** Opening Text segment block **

Lecture
Friday, Jul 5, 2019, 5:30 PM

Juliet Floyd

(Boston)

Scepticism, Trust and Forms of Life

Though “fake news”, paranoia and canards have long been by-products of the modern press, the rapid decline of trust in mass media worldwide threatens both the role of the press in democratic culture and citizens’ conceptions of successful governance. This was already predicted vis à vis the world wide web by James Everett Katz in 1998, the social dimension being drawn in as a further driving force in his subsequent early studies of affordance effects on users of mobile technology. The current skeptical demise of trust in legacy news organizations has been accelerated by economic realities, the power of “weak ties”, a lack of understanding of what “algorithms” are and do (they are not neutral, once implemented in the social world), and the generally hierarchical but also disrupting and potentially reforming networking effects of certain voices and chatbots in journalistic gatekeeping and political spamming. In general, we remain unclear about what human uses, motivations, and effects of social media really are in a variety of differing contexts across the globe, and in the context of a variety of different forms of human life and relationships. Though early studies are beginning to give us a better picture of the variables involved, discourse both on and about social media remains epideictic through and through. Canvassing some of the most recent sociological work by the Apparatgeist school of Katz and results of a recent Mellon Sawyer Seminar at Boston University I am co-organizing 2017-2019 (www.mellonphilemerge.com), I argue that it is still the social world, our rapidly evolving forms of life, that remain a needed focus for research that is philosophically, humanistically and empirically informed.

Juliet Floyd is Professor of Philosophy at Boston University. Her research focuses on the interplay between logic, mathematics, and philosophy in the 18th, 19th and 20th centuries, as well as current philosophical implications of emerging computational technologies. A specialist on Wittgenstein and Turing, she has published on a diverse array of topics, including aesthetics, modernism, rule-following, ordinary language philosophy, and American pragmatism. She co-edited Future Pasts: The Analytic Tradition in Twentieth Century Philosophy (2001, with S. Shieh); Philosophy of Emerging Media: Understanding, Appreciation, Application (2016, with J. E. Katz) and Philosophical Aspects of the Legacy of Alan Turing: Turing 100 (2017, with A. Bokulich). With J. E. Katz and R. Powell she is currently directing a Mellon Sawyer Seminar Grant at Boston University (2017-2019), “Humanity and Technology at the Crossroads”, a multi-disciplinary faculty development series exploring the effects of computational architecture on everyday life.

** Closing Text segment block **
** Opening Listed records block **

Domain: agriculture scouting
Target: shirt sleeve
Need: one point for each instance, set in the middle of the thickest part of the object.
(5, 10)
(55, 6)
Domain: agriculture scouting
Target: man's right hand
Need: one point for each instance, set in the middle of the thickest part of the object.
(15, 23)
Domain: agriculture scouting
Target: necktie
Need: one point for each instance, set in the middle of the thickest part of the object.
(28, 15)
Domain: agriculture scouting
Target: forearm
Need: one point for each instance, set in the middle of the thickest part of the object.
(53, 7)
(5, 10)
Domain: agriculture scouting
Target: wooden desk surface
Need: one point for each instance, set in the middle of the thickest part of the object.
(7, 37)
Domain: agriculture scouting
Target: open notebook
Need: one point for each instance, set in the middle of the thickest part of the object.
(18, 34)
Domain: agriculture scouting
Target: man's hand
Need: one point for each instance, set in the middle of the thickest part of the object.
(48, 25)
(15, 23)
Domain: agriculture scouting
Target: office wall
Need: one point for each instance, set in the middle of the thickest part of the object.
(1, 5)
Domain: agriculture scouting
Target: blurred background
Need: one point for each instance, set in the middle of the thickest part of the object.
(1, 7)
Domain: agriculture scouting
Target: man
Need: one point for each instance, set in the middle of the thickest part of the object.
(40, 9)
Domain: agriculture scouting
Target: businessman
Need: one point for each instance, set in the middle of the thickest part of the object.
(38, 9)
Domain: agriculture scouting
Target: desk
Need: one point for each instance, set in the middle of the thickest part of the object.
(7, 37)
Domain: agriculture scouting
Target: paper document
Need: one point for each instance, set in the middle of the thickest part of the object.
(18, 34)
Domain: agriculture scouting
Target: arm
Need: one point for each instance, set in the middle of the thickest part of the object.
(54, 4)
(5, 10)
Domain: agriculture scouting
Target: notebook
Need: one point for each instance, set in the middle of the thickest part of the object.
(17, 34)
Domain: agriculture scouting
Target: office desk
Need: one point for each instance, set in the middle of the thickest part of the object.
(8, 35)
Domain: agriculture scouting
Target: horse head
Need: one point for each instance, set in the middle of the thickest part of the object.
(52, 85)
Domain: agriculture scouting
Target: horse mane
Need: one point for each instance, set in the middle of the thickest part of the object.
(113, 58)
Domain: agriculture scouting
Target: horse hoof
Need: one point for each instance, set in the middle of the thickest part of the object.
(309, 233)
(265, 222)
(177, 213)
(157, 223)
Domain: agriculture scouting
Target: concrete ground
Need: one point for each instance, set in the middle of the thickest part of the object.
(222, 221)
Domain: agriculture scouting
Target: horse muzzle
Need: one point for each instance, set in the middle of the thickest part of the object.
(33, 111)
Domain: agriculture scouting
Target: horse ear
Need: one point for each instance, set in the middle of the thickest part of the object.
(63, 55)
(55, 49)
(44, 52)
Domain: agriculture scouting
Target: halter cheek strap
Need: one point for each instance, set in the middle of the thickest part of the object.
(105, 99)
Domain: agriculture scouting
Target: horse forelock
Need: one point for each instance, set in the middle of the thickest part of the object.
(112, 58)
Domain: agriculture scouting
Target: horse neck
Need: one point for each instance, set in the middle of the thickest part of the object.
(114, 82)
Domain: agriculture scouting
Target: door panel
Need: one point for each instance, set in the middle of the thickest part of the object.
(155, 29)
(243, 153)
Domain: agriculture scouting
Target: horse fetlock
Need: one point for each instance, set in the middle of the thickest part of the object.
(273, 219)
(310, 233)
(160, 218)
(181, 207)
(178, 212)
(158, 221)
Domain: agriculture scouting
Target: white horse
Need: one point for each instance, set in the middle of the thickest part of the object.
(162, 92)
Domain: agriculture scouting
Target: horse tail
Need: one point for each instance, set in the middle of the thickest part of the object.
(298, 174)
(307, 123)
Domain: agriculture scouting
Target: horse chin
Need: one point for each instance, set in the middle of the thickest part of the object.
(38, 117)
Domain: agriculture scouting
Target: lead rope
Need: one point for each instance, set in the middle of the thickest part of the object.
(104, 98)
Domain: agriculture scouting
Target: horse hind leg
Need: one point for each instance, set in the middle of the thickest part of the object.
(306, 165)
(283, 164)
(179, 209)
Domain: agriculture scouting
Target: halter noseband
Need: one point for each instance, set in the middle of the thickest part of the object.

** Closing Listed records block **

Work required >> Which books does the lecture announcement say Juliet Floyd co-edited?

Output for this task >>
- Future Pasts: The Analytic Tradition in Twentieth Century Philosophy
- Philosophy of Emerging Media: Understanding, Appreciation, Application
- Philosophical Aspects of the Legacy of Alan Turing: Turing 100